• _TEXT SECTION_:
⁂
Construction on a $22 million home for some of the world’s most dangerous diseases – including black plague and dengue fever – began Wednesday in Fort Collins.

The new Colorado State University bio-hazard laboratory will house 15 research teams studying how to keep mosquitoes from transmitting deadly viruses and ways to vaccinate people against diseases that terrorists could release in a city.

Already rising at the site – nestled in a remote section of the city’s western foothills – is an $80-million federal Centers for Disease Control and Prevention infectious-disease laboratory.

Together, the two facilities will transform Fort Collins into a hot spot for the study of bioterrorism and infectious diseases, especially those carried by insects and rodents.

“There’s no question” prestigious researchers will be attracted to Fort Collins, said Gerald Beltz, associate director of research at Harvard Medical School’s New England Regional Center in Boston.

“Investigators will go to the places where these facilities exist because they can begin their work right away,” he said.

The expense of turning a scientific laboratory into a “biosafety level 3” facility – safe for handling deadly bacteria and secure from theft – is prohibitive for most institutions, Beltz said.

Biosafety 3 facilities must have double-door entryways, special ventilation systems, medical oversight and a restricted entrance.

The CDC, currently operating out of a decades-old building near the new site, also protects its facility with armed guards.

Criminal backgrounds of visitors also are checked, said CDC regional director Lyle Peterson.

Nan Eckardt, president of the homeowners association for the neighborhood nearest to the site, said the group’s board members were not concerned about dangerous diseases being studied nearby, or the construction projects.

“We agreed it’s probably much better to have state-of- the-art new facilities,” Eckardt said.

Ken Olson, a microbiology professor at CSU, is one of the researchers who plans to work in the new university facility.

Olson studies viruses that cause encephalitis in people and animals. Some strains are potential bioweapons because they can be spread through air, he said.

There’s not enough safe space on campus for him to deliberately infect animals to study how the virus is transmitted.

“We would need to contain mosquitoes once they’re infected and make sure people working in the laboratory are safe,” he said.

Olson will be able to do that in the new building, he said.

The $22-million facility will be paid for mainly by a National Institute of Health grant.

Scientists planning to move into the new CSU facility – when completed in 2007 – are looking to launch new projects, said Ralph Smith, a university professor of microbiology, immunology and pathology.

Some, for example, will work with Yersinia pestis, the bacterium that causes black plague, another potential weapon, Smith said.

Scientists from Colorado, Utah, Wyoming, Montana and North and South Dakota will be able to apply to spend time in CSU’s 33,850-square-foot facility, Smith said.

The university received an additional $40 million from the NIH this summer to hire new infectious disease faculty and support research, Smith said.

The $80-million CDC building, across the street from the CSU facility, is scheduled to open next summer with 15,600 square feet of space, much of it also classified as biosafety level 3, Smith said.
⁂
• _DATA EXTRACTS_:
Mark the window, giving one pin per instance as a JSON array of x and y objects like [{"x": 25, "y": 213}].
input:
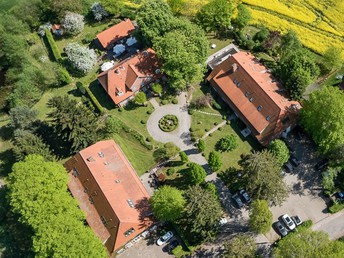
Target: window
[{"x": 129, "y": 232}]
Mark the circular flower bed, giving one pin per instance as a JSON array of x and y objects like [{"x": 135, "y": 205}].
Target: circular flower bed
[{"x": 168, "y": 123}]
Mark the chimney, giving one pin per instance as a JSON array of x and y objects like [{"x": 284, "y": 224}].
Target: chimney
[{"x": 234, "y": 67}]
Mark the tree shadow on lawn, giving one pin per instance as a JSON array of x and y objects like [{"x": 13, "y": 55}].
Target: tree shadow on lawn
[{"x": 101, "y": 95}]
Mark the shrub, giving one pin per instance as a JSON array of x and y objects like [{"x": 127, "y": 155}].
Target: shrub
[
  {"x": 170, "y": 171},
  {"x": 168, "y": 123},
  {"x": 94, "y": 100},
  {"x": 53, "y": 47}
]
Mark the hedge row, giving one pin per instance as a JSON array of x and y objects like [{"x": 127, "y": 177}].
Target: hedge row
[
  {"x": 54, "y": 49},
  {"x": 93, "y": 99}
]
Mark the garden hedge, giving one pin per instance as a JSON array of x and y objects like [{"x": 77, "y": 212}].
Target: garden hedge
[{"x": 54, "y": 49}]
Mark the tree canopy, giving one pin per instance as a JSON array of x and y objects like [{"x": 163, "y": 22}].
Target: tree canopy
[
  {"x": 240, "y": 246},
  {"x": 168, "y": 203},
  {"x": 38, "y": 192},
  {"x": 263, "y": 175},
  {"x": 280, "y": 150},
  {"x": 202, "y": 214},
  {"x": 215, "y": 15},
  {"x": 195, "y": 173},
  {"x": 322, "y": 117},
  {"x": 260, "y": 217}
]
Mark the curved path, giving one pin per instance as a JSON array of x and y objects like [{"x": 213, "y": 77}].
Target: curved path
[{"x": 180, "y": 136}]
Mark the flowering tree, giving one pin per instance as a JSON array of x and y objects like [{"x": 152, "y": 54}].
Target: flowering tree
[
  {"x": 81, "y": 58},
  {"x": 98, "y": 11},
  {"x": 73, "y": 23}
]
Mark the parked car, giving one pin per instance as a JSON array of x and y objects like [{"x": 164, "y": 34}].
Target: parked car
[
  {"x": 288, "y": 167},
  {"x": 172, "y": 245},
  {"x": 162, "y": 240},
  {"x": 289, "y": 223},
  {"x": 296, "y": 220},
  {"x": 322, "y": 164},
  {"x": 237, "y": 201},
  {"x": 281, "y": 229},
  {"x": 294, "y": 161},
  {"x": 244, "y": 196}
]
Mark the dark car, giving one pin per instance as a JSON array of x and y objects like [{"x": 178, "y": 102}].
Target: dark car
[
  {"x": 244, "y": 196},
  {"x": 294, "y": 161},
  {"x": 281, "y": 229},
  {"x": 322, "y": 164},
  {"x": 237, "y": 201},
  {"x": 172, "y": 245}
]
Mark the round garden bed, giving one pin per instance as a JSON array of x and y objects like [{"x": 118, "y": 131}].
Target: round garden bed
[{"x": 168, "y": 123}]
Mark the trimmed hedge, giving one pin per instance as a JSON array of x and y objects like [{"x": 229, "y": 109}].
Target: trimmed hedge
[
  {"x": 54, "y": 49},
  {"x": 94, "y": 100}
]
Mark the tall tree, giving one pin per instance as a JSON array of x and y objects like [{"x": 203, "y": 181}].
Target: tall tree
[
  {"x": 215, "y": 16},
  {"x": 195, "y": 173},
  {"x": 263, "y": 175},
  {"x": 168, "y": 203},
  {"x": 308, "y": 243},
  {"x": 73, "y": 122},
  {"x": 244, "y": 16},
  {"x": 154, "y": 19},
  {"x": 214, "y": 160},
  {"x": 322, "y": 117},
  {"x": 22, "y": 117},
  {"x": 202, "y": 214},
  {"x": 260, "y": 217},
  {"x": 38, "y": 192},
  {"x": 280, "y": 150},
  {"x": 240, "y": 246}
]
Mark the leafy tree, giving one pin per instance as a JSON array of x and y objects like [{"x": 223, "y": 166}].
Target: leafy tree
[
  {"x": 168, "y": 203},
  {"x": 38, "y": 193},
  {"x": 98, "y": 11},
  {"x": 308, "y": 243},
  {"x": 73, "y": 122},
  {"x": 154, "y": 19},
  {"x": 157, "y": 88},
  {"x": 280, "y": 150},
  {"x": 81, "y": 58},
  {"x": 202, "y": 214},
  {"x": 260, "y": 217},
  {"x": 73, "y": 23},
  {"x": 240, "y": 246},
  {"x": 26, "y": 143},
  {"x": 140, "y": 98},
  {"x": 22, "y": 117},
  {"x": 263, "y": 175},
  {"x": 227, "y": 143},
  {"x": 214, "y": 160},
  {"x": 332, "y": 58},
  {"x": 201, "y": 145},
  {"x": 244, "y": 16},
  {"x": 180, "y": 62},
  {"x": 183, "y": 157},
  {"x": 322, "y": 117},
  {"x": 215, "y": 16},
  {"x": 195, "y": 173},
  {"x": 297, "y": 69}
]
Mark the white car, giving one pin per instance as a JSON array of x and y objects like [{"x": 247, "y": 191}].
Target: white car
[
  {"x": 288, "y": 221},
  {"x": 162, "y": 240}
]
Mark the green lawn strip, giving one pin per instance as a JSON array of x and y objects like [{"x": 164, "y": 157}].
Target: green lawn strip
[
  {"x": 229, "y": 159},
  {"x": 140, "y": 158}
]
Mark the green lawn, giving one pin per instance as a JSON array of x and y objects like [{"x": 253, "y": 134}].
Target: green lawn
[{"x": 140, "y": 158}]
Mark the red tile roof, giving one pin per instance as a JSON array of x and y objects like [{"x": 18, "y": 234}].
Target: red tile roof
[
  {"x": 118, "y": 194},
  {"x": 115, "y": 33},
  {"x": 130, "y": 75},
  {"x": 259, "y": 100}
]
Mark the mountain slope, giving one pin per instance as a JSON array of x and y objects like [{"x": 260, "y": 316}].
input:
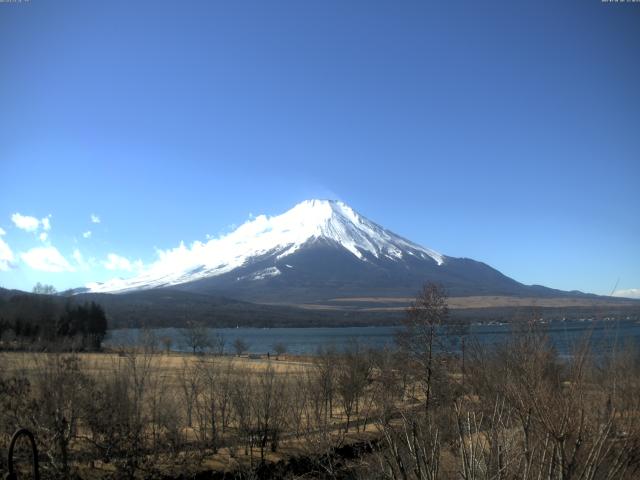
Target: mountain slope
[{"x": 316, "y": 251}]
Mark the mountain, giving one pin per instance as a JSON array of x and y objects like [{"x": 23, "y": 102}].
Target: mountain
[{"x": 318, "y": 251}]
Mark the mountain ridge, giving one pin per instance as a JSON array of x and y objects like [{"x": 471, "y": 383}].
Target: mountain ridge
[{"x": 317, "y": 250}]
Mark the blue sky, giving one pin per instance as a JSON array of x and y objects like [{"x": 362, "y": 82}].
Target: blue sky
[{"x": 507, "y": 132}]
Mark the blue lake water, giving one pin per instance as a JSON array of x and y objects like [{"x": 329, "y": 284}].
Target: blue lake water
[{"x": 564, "y": 336}]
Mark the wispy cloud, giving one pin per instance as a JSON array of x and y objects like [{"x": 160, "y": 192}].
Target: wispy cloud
[
  {"x": 83, "y": 263},
  {"x": 628, "y": 293},
  {"x": 32, "y": 224},
  {"x": 117, "y": 262},
  {"x": 25, "y": 222},
  {"x": 6, "y": 255},
  {"x": 46, "y": 259}
]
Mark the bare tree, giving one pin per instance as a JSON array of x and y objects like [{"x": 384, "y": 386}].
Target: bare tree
[
  {"x": 196, "y": 337},
  {"x": 419, "y": 338},
  {"x": 240, "y": 346}
]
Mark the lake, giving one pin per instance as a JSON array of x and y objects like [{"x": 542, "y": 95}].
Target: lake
[{"x": 563, "y": 334}]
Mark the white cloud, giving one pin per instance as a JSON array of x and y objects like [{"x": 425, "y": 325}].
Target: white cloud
[
  {"x": 628, "y": 293},
  {"x": 24, "y": 222},
  {"x": 46, "y": 259},
  {"x": 6, "y": 255},
  {"x": 117, "y": 262}
]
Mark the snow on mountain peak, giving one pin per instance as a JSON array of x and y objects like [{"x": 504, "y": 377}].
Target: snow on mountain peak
[{"x": 282, "y": 235}]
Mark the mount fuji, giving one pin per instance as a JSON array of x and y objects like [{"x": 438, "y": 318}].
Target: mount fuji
[{"x": 318, "y": 251}]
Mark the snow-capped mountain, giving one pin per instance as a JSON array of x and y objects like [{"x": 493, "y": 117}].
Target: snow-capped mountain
[
  {"x": 279, "y": 236},
  {"x": 319, "y": 249}
]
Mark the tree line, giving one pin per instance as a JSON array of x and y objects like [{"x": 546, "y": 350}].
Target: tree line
[
  {"x": 43, "y": 319},
  {"x": 513, "y": 410}
]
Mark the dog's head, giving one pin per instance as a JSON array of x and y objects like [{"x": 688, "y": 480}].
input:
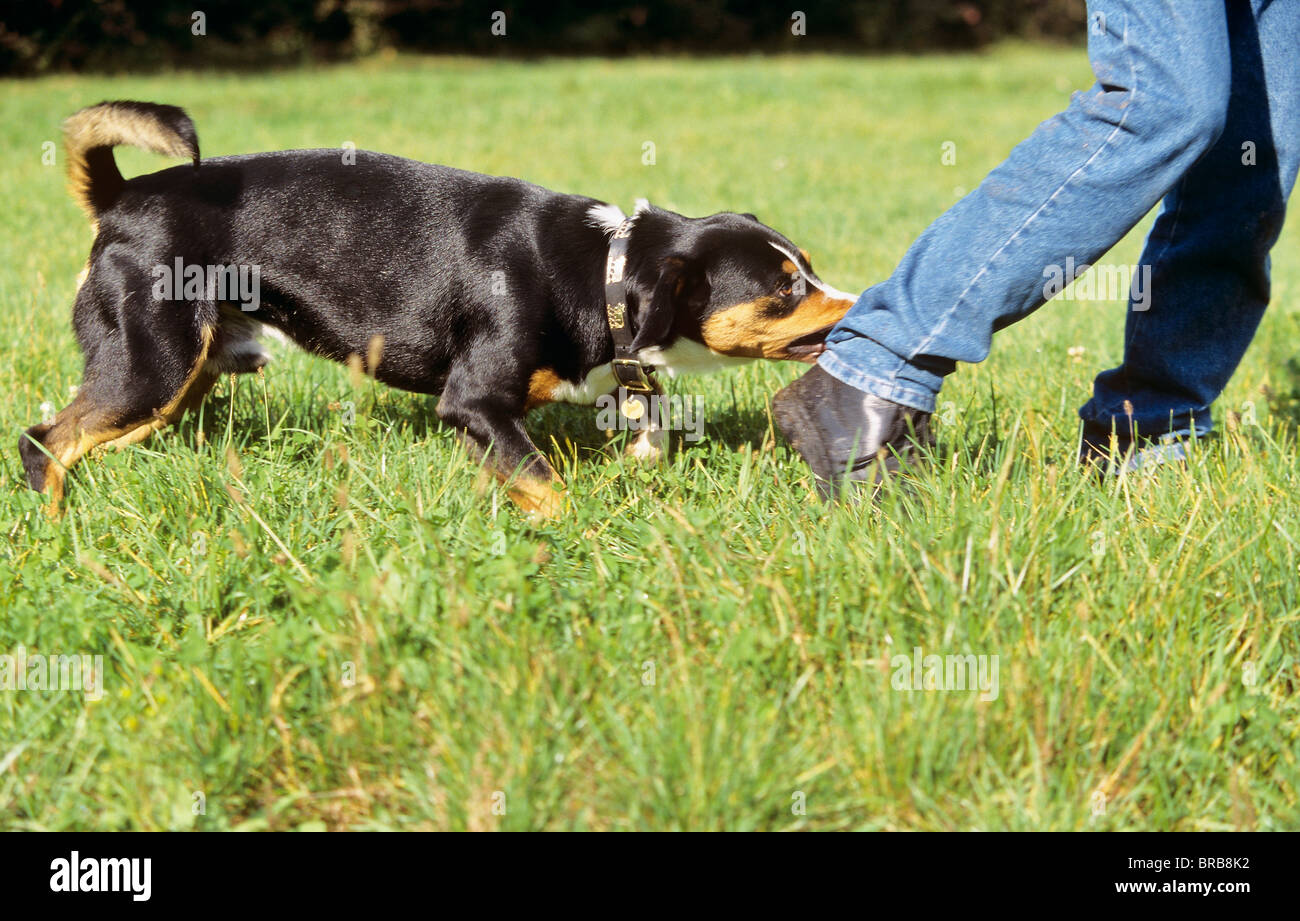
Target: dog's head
[{"x": 731, "y": 284}]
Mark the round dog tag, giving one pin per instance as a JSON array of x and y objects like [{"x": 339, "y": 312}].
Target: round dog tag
[{"x": 633, "y": 407}]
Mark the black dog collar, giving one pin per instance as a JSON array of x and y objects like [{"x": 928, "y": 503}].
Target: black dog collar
[{"x": 628, "y": 370}]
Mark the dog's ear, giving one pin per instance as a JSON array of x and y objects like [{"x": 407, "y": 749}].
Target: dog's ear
[{"x": 681, "y": 286}]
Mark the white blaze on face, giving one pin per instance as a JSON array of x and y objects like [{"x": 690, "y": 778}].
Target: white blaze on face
[{"x": 801, "y": 264}]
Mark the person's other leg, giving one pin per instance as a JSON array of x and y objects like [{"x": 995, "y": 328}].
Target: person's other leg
[
  {"x": 1208, "y": 251},
  {"x": 1073, "y": 189}
]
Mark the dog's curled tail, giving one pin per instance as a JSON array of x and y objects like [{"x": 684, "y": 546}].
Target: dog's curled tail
[{"x": 91, "y": 134}]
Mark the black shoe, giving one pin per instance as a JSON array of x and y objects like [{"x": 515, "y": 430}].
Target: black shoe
[
  {"x": 1117, "y": 454},
  {"x": 846, "y": 435}
]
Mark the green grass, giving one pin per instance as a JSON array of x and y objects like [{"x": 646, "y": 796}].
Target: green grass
[{"x": 230, "y": 599}]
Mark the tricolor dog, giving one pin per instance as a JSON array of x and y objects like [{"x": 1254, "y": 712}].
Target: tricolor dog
[{"x": 490, "y": 292}]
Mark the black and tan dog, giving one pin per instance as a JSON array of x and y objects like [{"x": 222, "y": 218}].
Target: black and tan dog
[{"x": 489, "y": 292}]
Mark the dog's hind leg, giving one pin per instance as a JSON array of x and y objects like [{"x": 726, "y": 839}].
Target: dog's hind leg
[
  {"x": 494, "y": 428},
  {"x": 122, "y": 400}
]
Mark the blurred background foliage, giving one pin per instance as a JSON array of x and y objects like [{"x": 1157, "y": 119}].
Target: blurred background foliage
[{"x": 116, "y": 35}]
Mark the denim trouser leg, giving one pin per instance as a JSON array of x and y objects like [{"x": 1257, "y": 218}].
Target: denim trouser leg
[
  {"x": 1074, "y": 187},
  {"x": 1209, "y": 249}
]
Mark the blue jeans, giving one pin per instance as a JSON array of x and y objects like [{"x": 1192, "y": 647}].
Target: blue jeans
[{"x": 1196, "y": 102}]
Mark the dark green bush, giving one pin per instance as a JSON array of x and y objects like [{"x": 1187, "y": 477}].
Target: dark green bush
[{"x": 39, "y": 35}]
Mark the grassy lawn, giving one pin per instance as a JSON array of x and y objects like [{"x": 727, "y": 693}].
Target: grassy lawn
[{"x": 310, "y": 619}]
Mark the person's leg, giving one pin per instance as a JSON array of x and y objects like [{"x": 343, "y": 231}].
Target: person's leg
[
  {"x": 1073, "y": 189},
  {"x": 1209, "y": 249}
]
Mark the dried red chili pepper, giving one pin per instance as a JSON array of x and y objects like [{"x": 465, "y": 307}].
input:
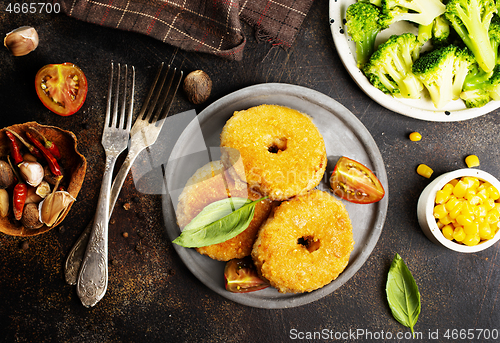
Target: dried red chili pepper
[
  {"x": 49, "y": 145},
  {"x": 20, "y": 193},
  {"x": 19, "y": 199},
  {"x": 15, "y": 149},
  {"x": 34, "y": 151},
  {"x": 51, "y": 160}
]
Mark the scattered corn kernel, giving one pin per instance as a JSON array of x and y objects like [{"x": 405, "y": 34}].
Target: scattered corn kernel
[
  {"x": 424, "y": 170},
  {"x": 467, "y": 210},
  {"x": 472, "y": 161},
  {"x": 415, "y": 136}
]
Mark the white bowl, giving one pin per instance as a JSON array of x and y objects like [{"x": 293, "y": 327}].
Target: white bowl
[{"x": 426, "y": 205}]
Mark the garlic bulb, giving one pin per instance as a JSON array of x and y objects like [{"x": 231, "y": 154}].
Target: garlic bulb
[
  {"x": 54, "y": 206},
  {"x": 31, "y": 172},
  {"x": 21, "y": 41}
]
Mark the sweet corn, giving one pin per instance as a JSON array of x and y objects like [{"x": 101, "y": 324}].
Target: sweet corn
[
  {"x": 472, "y": 161},
  {"x": 415, "y": 136},
  {"x": 424, "y": 170},
  {"x": 467, "y": 211}
]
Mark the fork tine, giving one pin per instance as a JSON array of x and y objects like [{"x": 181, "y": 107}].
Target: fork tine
[
  {"x": 117, "y": 97},
  {"x": 122, "y": 114},
  {"x": 150, "y": 94},
  {"x": 110, "y": 90},
  {"x": 131, "y": 108},
  {"x": 158, "y": 93},
  {"x": 163, "y": 112}
]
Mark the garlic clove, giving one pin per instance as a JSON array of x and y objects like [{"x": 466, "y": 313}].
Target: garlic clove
[
  {"x": 21, "y": 41},
  {"x": 43, "y": 189},
  {"x": 31, "y": 172},
  {"x": 4, "y": 203},
  {"x": 53, "y": 206}
]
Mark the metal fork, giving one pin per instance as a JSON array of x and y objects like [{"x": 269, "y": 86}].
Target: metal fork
[
  {"x": 144, "y": 133},
  {"x": 93, "y": 277}
]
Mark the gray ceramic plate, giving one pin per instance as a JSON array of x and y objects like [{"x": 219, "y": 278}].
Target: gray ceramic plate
[{"x": 344, "y": 135}]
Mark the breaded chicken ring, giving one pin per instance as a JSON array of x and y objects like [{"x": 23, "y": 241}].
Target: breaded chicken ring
[
  {"x": 283, "y": 152},
  {"x": 209, "y": 184},
  {"x": 305, "y": 244}
]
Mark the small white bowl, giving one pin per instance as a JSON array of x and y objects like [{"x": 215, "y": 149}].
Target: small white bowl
[{"x": 426, "y": 203}]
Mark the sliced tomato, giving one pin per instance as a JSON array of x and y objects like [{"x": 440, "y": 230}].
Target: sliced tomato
[
  {"x": 356, "y": 183},
  {"x": 62, "y": 88},
  {"x": 240, "y": 276}
]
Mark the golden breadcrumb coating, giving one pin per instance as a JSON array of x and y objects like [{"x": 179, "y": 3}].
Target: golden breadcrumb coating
[
  {"x": 283, "y": 152},
  {"x": 305, "y": 244},
  {"x": 209, "y": 184}
]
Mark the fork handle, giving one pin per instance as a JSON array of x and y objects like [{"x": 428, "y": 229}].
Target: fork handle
[
  {"x": 93, "y": 278},
  {"x": 75, "y": 257}
]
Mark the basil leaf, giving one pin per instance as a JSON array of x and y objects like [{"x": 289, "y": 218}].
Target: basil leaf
[
  {"x": 402, "y": 293},
  {"x": 218, "y": 222}
]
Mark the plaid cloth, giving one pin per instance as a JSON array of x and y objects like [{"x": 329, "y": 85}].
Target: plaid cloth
[{"x": 211, "y": 26}]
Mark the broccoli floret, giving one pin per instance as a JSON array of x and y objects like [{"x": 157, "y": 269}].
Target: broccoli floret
[
  {"x": 390, "y": 67},
  {"x": 422, "y": 12},
  {"x": 494, "y": 34},
  {"x": 438, "y": 32},
  {"x": 471, "y": 20},
  {"x": 442, "y": 71},
  {"x": 362, "y": 20},
  {"x": 480, "y": 87}
]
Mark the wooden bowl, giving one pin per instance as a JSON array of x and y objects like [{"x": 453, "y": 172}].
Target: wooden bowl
[{"x": 72, "y": 162}]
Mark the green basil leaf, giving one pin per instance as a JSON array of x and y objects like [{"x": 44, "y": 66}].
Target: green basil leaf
[
  {"x": 402, "y": 293},
  {"x": 218, "y": 222}
]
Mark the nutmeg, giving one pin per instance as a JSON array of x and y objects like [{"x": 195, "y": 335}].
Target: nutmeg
[
  {"x": 31, "y": 217},
  {"x": 21, "y": 41},
  {"x": 197, "y": 86}
]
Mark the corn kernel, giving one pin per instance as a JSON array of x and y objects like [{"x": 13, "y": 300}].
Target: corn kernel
[
  {"x": 485, "y": 231},
  {"x": 472, "y": 161},
  {"x": 465, "y": 219},
  {"x": 471, "y": 240},
  {"x": 492, "y": 216},
  {"x": 424, "y": 170},
  {"x": 442, "y": 196},
  {"x": 445, "y": 220},
  {"x": 460, "y": 189},
  {"x": 471, "y": 229},
  {"x": 452, "y": 203},
  {"x": 459, "y": 234},
  {"x": 448, "y": 232},
  {"x": 440, "y": 211},
  {"x": 493, "y": 192},
  {"x": 470, "y": 213},
  {"x": 415, "y": 136}
]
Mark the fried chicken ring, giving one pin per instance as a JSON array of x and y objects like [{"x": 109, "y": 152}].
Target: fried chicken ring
[
  {"x": 283, "y": 152},
  {"x": 209, "y": 184},
  {"x": 305, "y": 244}
]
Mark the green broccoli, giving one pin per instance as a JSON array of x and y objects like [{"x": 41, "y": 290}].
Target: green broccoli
[
  {"x": 471, "y": 20},
  {"x": 362, "y": 20},
  {"x": 480, "y": 87},
  {"x": 390, "y": 67},
  {"x": 494, "y": 34},
  {"x": 422, "y": 12},
  {"x": 443, "y": 71},
  {"x": 437, "y": 32}
]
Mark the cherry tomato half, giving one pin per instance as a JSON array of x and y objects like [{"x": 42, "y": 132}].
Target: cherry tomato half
[
  {"x": 240, "y": 276},
  {"x": 62, "y": 88},
  {"x": 356, "y": 183}
]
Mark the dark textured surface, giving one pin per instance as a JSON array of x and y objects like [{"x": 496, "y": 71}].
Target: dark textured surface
[{"x": 151, "y": 295}]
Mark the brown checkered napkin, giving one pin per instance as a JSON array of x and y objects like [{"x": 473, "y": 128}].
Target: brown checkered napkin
⁂
• _WORK INSTRUCTIONS_: According to the article on the Fort Collins laboratories, what will mainly pay for the $22-million CSU facility? Rely only on the text about the Fort Collins laboratories, not on the items.

• _RESULT OF THE TASK_: A National Institute of Health grant will mainly pay for it.